**Given text:**
— begin —

I am undertaking the ambitious task of creating my own projection system and hope to write a series of articles that will break down how projections work in a digestible manner. In order to do this, I first have to compile a comprehensive database with all necessary player statistics for each player from every year. I am currently in the process of building the database for batters and offensive statistics and will then move to pitching and hopefully base running and defense. Sabr.org has a great article that lists various websites from which comprehensive databases can be downloaded for this purpose. I chose to use Sean Lahman’s Baseball Database and downloaded the entire set of tables from here.
Limited Use License - This database is copyright 1996-2016 by Sean Lahman.
This work is licensed under a Creative Commons Attribution-ShareAlike 3.0 Unported License. For details see:http://creativecommons.org/licenses/by-sa/3.0/
The only requirement to use this data base is to appropriately provide credit, and I believe what I listed above takes care of that. I took the original database and manipulated it in various ways with a lot of tables and data downloaded from Fangraphs.

— end —

**Source material:**
— begin —

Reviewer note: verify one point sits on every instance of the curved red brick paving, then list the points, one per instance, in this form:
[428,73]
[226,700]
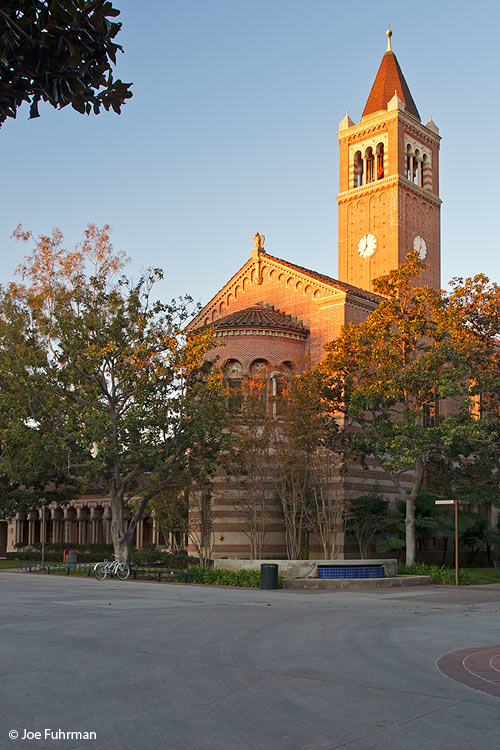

— end —

**Work to complete:**
1: Translate into Spanish this sentence from the baseball projection passage: "Sabr.org has a great article that lists various websites from which comprehensive databases can be downloaded for this purpose."
2: Write out a section of the baseball projection passage verbatim, beginning at the words "This work is" and stopping after "downloaded from Fangraphs.".

**Solutions to each task:**
1: Sabr.org tiene un excelente artículo que enumera varios sitios web desde los cuales se pueden descargar bases de datos completas para este propósito.

2:
This work is licensed under a Creative Commons Attribution-ShareAlike 3.0 Unported License. For details see:http://creativecommons.org/licenses/by-sa/3.0/
The only requirement to use this data base is to appropriately provide credit, and I believe what I listed above takes care of that. I took the original database and manipulated it in various ways with a lot of tables and data downloaded from Fangraphs.